Instructions —
(1) Using the Schedule 13D excerpt, decide whether each statement agrees with it: (a) six copies of the statement, including all exhibits, should be filed with the Commission; (b) the reporting person's sole dispositive power is 442,211 shares; (c) the citizenship given is United States of America. Answer yes or no for each, and quote the deciding words of the excerpt.
(2) Retype the part of the Schedule 13D excerpt from "10) SHARED DISPOSITIVE" up to and including "BY AMOUNT IN ROW (11)", without changes.

Page excerpt —
If the filing person has previously filed a statement on Schedule 13G to report
the acquisition which is the subject of this Schedule 13D, and is filing this
schedule because of Rule 13d-1 (b)(3) or (4), check the following box  [ ].

Check the following box if a fee is being paid with the statement  [ ].  (A fee 
is not required only if the reporting person: (1) has a previous statement on 
file reporting beneficial ownership of more than five percent of the class of
securities described in Item 1; and (2) has filed no amendment subsequent 
thereto reporting beneficial ownership of five percent or less of such class.) 
(See Rule 13d-7.)

Note:  Six copies of this statement including all exhibits should be filed with
the Commission.  See Rule 13d-1(a) for other parties to whom copies are to be
sent.

*The remainder of this cover page shall be filled out for a reporting person's
initial filing on this form with respect to the subject class of securities, and
for any subsequent amendment containing information which would alter the
disclosures provided in a prior cover page.

The information required on the remainder of this cover page shall not be deemed
to be "filed" for the purpose of Section 18 of the Securities Exchange Act of 
1934 ("Act") or otherwise subject to the liabilities of that section of the Act
but shall be subject to all  other provisions of the Act (however, see the 
Notes).

                   (Continued on the following page(s))
                           Page 1  of 5 Pages
PAGE
<PAGE>

CUSIP No.  896215-10-0          13D         Page 2 of 5 Pages

1)  NAME OF REPORTING PERSON
    S.S. OR I.R.S. IDENTIFICATION NOS. OF ABOVE PERSON
      
    Richard A. Manoogian
    ###-##-####

2)  CHECK THE APPROPRIATE BOX IF MEMBER OF A GROUP (A) [ ] (B) [ ]

3)  SEC USE ONLY

4)  SOURCE OF FUNDS

    00

5)  CHECK BOX IF DISCLOSURE OF LEGAL PROCEEDINGS IS REQUIRED
    PURSUANT TO ITEMS 2(D) OR 2(E)  [ ]

6)  CITIZENSHIP OR PLACE OF ORGANIZATION

    United States of America

NUMBER OF SHARES BENEFICIALLY OWNED BY EACH REPORTING PERSON WITH

      7)  SOLE VOTING POWER

          442,211

      8)  SHARED VOTING POWER

          0

      9)  SOLE DISPOSITIVE POWER

          82,211

      10) SHARED DISPOSITIVE POWER

          360,000

11) AGGREGATE AMOUNT BENEFICIALLY OWNED BY EACH REPORTING PERSON

    442,211

12) CHECK BOX IF THE AGGREGATE AMOUNT IN ROW (11) EXCLUDES CERTAIN SHARES  [ ]

13) PERCENT OF CLASS REPRESENTED BY AMOUNT IN ROW (11)

Data excerpts —
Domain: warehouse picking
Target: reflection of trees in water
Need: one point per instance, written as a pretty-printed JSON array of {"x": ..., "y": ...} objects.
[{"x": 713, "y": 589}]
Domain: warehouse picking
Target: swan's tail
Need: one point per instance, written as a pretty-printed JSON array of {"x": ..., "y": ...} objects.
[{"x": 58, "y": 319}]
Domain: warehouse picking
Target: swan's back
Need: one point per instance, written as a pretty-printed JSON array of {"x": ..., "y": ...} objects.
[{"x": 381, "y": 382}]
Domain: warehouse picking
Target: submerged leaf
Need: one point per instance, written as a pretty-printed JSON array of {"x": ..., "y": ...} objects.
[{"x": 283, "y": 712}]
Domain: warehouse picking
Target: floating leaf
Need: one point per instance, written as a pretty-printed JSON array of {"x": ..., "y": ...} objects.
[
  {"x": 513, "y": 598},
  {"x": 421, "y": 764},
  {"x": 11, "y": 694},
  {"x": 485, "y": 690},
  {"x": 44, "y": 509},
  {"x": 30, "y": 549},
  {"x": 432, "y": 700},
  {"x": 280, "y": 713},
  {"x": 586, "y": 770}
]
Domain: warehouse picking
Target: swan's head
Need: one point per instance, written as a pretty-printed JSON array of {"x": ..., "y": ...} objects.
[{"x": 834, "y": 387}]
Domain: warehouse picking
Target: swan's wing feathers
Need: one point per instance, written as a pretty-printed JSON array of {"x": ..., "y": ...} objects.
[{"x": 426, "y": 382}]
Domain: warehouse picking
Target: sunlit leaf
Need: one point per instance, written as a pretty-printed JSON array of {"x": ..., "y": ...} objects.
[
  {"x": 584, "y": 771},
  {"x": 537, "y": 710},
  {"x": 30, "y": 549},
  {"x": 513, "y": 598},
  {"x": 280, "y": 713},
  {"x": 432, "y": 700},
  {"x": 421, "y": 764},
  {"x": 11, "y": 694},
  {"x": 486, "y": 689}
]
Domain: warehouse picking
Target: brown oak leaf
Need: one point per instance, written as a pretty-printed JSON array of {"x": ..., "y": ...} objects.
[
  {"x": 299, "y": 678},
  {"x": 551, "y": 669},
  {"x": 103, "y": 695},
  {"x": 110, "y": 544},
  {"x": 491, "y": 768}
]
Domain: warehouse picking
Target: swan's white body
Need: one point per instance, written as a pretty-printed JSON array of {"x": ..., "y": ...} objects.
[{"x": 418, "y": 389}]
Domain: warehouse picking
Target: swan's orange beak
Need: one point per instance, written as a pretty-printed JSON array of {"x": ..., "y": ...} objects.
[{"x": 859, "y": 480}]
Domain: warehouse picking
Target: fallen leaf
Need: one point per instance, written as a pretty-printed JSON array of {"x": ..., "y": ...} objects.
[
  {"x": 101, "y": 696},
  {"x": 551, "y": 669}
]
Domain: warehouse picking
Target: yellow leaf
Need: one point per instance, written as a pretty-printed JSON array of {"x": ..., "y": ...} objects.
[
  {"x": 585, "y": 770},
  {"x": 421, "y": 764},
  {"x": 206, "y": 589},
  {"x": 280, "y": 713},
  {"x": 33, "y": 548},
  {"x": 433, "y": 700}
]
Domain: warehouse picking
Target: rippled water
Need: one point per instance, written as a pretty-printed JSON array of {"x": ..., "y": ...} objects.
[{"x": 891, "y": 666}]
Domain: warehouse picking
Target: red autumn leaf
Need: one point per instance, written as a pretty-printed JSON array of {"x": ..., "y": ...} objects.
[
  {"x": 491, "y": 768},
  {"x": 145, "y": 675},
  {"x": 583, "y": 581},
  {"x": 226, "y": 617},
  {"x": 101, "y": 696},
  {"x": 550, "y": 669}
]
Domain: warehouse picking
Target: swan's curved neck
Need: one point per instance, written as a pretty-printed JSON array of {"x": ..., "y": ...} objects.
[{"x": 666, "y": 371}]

Answers given —
(1)
(a) Yes: "Six copies of this statement including all exhibits should be filed with the Commission."
(b) No: under "SOLE DISPOSITIVE POWER" the figure is "82,211".
(c) Yes: "United States of America"

(2)
10) SHARED DISPOSITIVE POWER

          360,000

11) AGGREGATE AMOUNT BENEFICIALLY OWNED BY EACH REPORTING PERSON

    442,211

12) CHECK BOX IF THE AGGREGATE AMOUNT IN ROW (11) EXCLUDES CERTAIN SHARES  [ ]

13) PERCENT OF CLASS REPRESENTED BY AMOUNT IN ROW (11)